(Saved data entries)

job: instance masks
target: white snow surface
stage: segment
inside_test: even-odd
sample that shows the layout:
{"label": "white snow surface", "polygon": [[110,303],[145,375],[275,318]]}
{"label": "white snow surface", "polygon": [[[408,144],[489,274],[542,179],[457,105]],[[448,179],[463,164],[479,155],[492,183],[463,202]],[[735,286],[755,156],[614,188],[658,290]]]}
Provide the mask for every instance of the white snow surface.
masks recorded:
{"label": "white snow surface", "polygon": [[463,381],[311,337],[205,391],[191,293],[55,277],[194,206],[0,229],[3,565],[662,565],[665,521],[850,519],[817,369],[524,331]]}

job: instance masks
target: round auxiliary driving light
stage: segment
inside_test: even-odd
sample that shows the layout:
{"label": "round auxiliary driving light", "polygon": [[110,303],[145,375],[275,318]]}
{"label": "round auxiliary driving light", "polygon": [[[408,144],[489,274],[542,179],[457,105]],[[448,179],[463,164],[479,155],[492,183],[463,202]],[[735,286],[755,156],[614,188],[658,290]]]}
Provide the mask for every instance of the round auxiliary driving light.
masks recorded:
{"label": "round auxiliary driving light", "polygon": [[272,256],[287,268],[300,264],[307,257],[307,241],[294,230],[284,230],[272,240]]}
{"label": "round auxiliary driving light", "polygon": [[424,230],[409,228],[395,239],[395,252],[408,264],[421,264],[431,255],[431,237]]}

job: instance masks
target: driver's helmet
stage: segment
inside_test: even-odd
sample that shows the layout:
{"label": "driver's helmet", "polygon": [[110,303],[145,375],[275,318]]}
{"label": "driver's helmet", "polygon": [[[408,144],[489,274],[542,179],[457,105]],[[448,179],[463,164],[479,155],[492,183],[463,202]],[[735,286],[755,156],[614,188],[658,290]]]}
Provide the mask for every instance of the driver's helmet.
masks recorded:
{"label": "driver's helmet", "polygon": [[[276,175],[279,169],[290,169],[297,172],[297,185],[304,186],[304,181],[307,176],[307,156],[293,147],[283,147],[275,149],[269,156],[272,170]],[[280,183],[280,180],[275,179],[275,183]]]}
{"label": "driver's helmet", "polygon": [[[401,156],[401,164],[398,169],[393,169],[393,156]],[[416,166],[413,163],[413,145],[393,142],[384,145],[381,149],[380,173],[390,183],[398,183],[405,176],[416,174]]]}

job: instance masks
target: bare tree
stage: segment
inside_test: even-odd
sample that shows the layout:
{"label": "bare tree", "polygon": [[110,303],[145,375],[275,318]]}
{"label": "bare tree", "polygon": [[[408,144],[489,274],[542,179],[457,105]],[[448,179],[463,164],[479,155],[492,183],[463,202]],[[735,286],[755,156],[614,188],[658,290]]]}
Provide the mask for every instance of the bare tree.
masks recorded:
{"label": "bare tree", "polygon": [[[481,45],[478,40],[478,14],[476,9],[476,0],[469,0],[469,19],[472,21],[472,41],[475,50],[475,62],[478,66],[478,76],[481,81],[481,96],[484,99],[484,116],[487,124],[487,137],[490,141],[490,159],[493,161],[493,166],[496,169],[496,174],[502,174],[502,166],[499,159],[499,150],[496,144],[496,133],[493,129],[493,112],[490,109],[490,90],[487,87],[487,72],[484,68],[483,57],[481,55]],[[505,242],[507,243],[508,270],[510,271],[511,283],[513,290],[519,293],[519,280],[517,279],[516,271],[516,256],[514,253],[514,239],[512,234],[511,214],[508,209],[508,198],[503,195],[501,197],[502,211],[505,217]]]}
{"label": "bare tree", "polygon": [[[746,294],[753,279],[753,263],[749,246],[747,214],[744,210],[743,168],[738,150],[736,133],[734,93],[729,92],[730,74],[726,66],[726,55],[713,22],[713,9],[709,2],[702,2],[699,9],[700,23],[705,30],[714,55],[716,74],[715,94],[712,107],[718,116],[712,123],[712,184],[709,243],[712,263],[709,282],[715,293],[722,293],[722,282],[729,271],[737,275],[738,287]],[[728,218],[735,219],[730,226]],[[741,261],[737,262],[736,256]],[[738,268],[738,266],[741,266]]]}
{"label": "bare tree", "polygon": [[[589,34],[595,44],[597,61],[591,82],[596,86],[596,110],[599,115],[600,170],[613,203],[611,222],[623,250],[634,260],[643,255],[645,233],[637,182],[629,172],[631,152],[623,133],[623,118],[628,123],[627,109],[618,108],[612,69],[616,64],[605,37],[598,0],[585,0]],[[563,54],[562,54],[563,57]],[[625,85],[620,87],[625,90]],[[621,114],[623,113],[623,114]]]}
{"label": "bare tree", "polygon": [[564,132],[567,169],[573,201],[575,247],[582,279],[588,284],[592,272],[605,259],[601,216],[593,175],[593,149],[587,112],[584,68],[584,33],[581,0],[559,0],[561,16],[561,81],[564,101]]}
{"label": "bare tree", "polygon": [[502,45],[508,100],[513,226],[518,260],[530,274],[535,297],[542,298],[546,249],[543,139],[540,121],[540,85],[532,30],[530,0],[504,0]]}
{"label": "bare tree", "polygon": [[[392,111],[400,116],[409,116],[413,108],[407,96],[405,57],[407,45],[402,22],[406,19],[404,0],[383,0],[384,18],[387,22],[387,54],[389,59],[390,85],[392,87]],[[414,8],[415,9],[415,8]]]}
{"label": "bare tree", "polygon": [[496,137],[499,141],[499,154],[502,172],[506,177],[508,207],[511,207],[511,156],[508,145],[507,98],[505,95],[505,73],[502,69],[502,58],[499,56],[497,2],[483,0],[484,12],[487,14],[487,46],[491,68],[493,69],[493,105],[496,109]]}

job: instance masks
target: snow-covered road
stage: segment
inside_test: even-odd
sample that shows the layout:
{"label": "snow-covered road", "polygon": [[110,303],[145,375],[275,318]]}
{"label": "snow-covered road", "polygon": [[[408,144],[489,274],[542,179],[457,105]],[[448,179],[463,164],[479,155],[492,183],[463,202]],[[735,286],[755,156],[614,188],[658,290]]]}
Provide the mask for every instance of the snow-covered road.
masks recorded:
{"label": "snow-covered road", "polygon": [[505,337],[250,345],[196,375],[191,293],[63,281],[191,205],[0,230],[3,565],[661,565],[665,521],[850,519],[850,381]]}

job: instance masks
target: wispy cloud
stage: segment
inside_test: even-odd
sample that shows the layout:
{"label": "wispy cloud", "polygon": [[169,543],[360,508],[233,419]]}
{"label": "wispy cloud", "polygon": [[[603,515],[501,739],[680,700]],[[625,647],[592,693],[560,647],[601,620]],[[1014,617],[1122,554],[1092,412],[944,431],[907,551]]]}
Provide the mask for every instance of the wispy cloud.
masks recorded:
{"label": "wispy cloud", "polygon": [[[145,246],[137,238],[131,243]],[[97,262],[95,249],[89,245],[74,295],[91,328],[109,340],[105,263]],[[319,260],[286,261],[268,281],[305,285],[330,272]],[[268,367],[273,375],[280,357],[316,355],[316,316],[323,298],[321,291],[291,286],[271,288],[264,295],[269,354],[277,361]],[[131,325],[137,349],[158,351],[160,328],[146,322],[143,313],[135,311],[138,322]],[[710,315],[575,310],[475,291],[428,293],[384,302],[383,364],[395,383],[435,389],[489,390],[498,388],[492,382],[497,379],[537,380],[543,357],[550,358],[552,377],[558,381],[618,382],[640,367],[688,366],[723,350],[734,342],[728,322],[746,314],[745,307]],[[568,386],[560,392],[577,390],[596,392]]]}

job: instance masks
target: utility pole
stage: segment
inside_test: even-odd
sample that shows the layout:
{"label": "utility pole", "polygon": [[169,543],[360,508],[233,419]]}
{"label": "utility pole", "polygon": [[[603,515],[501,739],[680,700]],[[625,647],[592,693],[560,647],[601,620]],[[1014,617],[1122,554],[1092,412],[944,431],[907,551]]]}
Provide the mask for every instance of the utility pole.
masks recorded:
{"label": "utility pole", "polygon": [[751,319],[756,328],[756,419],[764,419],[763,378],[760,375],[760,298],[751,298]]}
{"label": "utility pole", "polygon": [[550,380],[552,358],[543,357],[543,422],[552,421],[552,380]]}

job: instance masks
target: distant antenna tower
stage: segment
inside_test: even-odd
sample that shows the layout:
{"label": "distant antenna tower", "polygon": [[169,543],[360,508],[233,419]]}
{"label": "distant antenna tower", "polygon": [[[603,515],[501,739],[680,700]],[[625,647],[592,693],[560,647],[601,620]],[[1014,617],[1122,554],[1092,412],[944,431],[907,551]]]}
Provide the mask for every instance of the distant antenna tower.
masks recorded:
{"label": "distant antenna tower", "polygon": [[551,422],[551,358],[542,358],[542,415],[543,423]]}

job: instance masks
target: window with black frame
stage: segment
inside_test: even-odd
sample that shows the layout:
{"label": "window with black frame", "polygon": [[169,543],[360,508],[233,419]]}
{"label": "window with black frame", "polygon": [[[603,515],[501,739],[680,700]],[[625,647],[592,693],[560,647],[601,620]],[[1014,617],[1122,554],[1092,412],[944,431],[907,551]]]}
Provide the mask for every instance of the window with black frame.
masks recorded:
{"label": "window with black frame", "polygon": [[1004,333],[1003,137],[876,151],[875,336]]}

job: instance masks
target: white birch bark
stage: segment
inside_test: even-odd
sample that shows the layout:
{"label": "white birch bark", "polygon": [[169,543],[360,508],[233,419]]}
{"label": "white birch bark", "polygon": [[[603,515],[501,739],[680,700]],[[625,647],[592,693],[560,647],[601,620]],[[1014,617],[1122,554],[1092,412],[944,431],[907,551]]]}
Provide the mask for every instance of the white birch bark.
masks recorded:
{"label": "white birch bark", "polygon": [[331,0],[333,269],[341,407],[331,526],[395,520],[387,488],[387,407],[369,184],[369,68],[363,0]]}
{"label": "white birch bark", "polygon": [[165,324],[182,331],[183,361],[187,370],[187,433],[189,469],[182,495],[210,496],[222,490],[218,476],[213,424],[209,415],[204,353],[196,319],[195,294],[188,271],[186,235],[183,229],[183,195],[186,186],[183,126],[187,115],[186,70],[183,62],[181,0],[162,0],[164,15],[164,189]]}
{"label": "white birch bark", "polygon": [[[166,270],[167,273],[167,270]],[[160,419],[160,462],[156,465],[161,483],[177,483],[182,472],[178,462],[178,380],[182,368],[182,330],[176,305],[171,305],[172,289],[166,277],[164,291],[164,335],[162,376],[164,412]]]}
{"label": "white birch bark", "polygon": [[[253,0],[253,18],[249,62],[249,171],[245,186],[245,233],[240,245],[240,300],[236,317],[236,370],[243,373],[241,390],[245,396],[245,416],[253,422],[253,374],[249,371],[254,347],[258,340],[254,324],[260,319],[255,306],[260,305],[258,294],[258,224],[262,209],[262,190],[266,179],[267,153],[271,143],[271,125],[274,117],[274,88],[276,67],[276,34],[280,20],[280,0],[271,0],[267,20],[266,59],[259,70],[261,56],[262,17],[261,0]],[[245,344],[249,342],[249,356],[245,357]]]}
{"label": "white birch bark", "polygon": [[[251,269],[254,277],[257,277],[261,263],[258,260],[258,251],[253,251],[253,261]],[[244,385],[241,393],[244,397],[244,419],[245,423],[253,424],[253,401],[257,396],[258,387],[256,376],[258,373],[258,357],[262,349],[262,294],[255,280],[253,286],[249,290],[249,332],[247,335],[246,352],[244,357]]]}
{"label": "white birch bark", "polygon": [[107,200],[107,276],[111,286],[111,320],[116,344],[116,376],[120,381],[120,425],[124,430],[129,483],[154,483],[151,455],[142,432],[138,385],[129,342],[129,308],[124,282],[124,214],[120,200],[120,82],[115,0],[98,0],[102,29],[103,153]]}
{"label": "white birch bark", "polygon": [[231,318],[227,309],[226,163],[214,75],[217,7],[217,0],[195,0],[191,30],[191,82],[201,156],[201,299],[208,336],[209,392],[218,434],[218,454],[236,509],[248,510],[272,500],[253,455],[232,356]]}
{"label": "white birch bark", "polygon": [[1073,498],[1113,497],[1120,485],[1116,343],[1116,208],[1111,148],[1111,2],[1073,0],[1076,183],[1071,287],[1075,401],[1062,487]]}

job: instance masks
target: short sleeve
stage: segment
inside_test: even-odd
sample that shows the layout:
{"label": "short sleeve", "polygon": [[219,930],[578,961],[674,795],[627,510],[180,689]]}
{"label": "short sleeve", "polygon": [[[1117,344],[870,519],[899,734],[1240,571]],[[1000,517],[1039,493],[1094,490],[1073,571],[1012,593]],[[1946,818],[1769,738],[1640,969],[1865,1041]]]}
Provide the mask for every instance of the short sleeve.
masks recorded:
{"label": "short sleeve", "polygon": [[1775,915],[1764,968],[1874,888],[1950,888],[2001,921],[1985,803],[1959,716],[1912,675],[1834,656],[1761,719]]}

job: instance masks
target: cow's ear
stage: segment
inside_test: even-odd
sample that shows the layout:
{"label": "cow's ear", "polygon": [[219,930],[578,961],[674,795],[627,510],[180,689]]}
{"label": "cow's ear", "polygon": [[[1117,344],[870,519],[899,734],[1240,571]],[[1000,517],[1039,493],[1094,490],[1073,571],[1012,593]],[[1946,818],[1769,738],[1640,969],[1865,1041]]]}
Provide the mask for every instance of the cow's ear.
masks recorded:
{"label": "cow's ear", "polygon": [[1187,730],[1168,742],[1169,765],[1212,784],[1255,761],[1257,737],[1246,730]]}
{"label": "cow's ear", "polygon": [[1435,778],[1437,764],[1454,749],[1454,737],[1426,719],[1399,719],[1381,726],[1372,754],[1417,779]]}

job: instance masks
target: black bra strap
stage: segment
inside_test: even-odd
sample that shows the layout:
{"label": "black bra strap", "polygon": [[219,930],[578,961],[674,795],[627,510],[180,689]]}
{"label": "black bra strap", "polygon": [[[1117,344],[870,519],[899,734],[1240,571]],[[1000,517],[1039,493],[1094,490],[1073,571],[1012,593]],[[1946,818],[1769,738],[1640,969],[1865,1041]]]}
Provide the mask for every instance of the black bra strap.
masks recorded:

## What this task involves
In the data, find how many lines hold the string "strap", and answer with the number only.

## Output of the task
4